What is expected – Return each line of the listing below that contains the word "black", treating uppercase and lowercase as distinct.

Material for this exercise –
** Start **

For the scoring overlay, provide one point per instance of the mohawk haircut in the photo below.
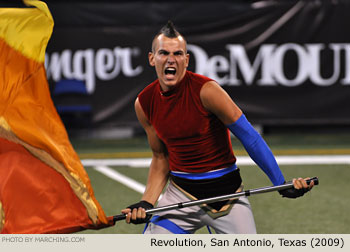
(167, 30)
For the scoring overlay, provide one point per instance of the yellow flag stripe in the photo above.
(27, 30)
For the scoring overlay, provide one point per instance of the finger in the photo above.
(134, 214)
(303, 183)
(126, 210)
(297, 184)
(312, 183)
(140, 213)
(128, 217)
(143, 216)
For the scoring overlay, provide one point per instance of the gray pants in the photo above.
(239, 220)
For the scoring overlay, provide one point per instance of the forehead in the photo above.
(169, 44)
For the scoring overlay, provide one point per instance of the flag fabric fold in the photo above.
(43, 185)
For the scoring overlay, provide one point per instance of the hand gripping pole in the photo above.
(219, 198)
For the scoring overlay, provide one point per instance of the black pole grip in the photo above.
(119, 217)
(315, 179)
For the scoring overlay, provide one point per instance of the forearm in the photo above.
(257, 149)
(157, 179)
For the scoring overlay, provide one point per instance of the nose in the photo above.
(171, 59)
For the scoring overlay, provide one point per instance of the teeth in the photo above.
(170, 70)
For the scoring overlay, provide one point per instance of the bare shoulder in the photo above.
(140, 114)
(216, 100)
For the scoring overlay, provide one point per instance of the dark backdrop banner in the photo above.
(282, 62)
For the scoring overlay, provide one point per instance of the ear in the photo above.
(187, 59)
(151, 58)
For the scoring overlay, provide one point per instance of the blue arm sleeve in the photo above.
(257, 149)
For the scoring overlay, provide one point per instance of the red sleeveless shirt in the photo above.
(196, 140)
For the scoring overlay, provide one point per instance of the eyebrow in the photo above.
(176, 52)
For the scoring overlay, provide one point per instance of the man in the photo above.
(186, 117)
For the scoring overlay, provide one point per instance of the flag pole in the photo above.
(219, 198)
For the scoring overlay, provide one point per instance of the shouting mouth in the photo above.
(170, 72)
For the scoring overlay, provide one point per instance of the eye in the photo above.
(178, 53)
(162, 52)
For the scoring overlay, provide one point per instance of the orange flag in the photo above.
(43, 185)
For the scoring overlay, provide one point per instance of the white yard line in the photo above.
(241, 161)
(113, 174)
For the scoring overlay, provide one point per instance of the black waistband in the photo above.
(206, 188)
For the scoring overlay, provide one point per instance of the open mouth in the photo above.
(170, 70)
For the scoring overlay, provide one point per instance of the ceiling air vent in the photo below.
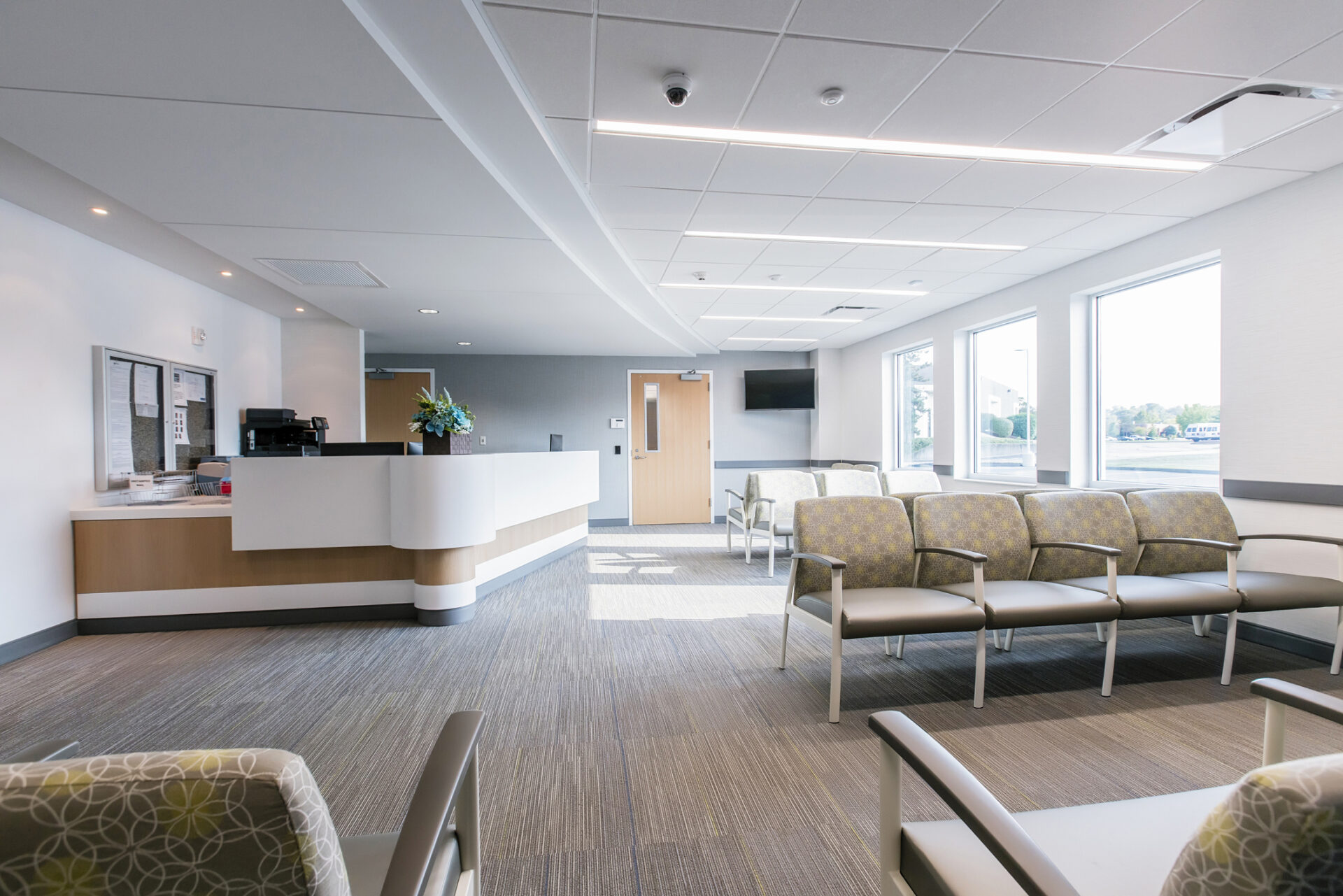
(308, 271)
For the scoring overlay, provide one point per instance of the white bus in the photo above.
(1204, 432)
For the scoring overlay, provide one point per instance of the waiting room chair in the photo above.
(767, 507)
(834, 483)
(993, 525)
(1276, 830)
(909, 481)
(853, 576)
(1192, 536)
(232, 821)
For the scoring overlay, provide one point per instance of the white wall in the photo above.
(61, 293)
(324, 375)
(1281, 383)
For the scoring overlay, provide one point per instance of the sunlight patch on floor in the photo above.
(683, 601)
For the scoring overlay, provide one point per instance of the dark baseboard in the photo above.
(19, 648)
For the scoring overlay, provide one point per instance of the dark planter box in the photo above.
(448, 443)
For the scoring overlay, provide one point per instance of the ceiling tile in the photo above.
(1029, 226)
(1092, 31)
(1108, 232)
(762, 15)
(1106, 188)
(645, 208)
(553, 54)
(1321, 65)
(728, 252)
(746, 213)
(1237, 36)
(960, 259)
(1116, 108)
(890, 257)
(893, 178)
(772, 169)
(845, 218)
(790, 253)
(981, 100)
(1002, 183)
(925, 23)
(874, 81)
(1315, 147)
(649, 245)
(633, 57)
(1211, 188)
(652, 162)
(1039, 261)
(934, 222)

** End **
** Start **

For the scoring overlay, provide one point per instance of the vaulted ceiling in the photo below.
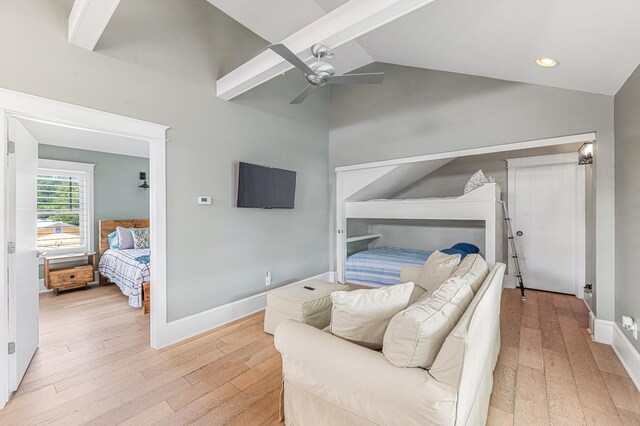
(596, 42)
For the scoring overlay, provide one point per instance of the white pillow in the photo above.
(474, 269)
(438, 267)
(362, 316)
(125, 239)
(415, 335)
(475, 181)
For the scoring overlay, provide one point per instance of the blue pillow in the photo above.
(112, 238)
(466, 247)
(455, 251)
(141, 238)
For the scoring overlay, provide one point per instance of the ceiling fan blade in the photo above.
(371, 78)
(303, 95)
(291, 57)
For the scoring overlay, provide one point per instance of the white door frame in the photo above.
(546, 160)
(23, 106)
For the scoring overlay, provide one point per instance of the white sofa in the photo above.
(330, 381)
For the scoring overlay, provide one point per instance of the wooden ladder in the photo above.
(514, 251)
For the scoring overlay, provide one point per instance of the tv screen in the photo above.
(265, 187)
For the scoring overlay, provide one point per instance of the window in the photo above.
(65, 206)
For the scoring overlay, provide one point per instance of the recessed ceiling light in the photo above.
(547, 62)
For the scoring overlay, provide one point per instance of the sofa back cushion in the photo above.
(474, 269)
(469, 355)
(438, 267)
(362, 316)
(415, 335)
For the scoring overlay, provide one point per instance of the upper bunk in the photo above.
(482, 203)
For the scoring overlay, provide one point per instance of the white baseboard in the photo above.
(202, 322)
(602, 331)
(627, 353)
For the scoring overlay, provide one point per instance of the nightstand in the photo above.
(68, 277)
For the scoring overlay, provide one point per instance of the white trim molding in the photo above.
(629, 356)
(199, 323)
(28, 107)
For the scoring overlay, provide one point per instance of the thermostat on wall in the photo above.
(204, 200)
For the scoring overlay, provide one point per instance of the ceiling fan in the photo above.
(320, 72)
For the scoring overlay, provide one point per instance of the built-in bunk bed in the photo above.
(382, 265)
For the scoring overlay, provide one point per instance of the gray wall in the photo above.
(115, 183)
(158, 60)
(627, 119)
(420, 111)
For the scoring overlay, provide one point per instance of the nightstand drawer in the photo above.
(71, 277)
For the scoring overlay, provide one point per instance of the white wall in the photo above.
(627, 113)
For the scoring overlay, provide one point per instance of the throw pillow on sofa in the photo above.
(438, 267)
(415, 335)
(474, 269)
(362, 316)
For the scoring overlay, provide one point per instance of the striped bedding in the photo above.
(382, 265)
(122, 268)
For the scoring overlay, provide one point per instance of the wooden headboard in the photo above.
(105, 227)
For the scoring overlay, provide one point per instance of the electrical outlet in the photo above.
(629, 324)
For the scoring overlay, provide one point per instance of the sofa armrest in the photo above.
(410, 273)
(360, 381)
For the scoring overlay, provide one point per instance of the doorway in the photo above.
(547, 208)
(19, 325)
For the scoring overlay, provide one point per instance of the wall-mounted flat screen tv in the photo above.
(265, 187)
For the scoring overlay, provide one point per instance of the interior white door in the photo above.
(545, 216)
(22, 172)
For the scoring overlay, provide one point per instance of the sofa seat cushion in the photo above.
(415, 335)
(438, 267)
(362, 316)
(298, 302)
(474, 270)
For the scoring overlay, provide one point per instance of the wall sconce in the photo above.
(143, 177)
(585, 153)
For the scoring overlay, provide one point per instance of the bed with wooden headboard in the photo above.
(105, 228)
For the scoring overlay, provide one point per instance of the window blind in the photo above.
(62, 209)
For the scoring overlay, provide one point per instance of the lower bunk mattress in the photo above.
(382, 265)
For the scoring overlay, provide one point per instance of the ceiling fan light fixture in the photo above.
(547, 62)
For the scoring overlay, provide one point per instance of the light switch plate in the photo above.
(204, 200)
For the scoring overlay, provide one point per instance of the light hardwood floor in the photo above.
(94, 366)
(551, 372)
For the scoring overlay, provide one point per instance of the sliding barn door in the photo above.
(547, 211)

** End **

The response –
For the scoring overlay, provide one point per instance of the black pole grip in the photo above.
For the scoring overlay, provide one point per instance of the black waistband in the photo above.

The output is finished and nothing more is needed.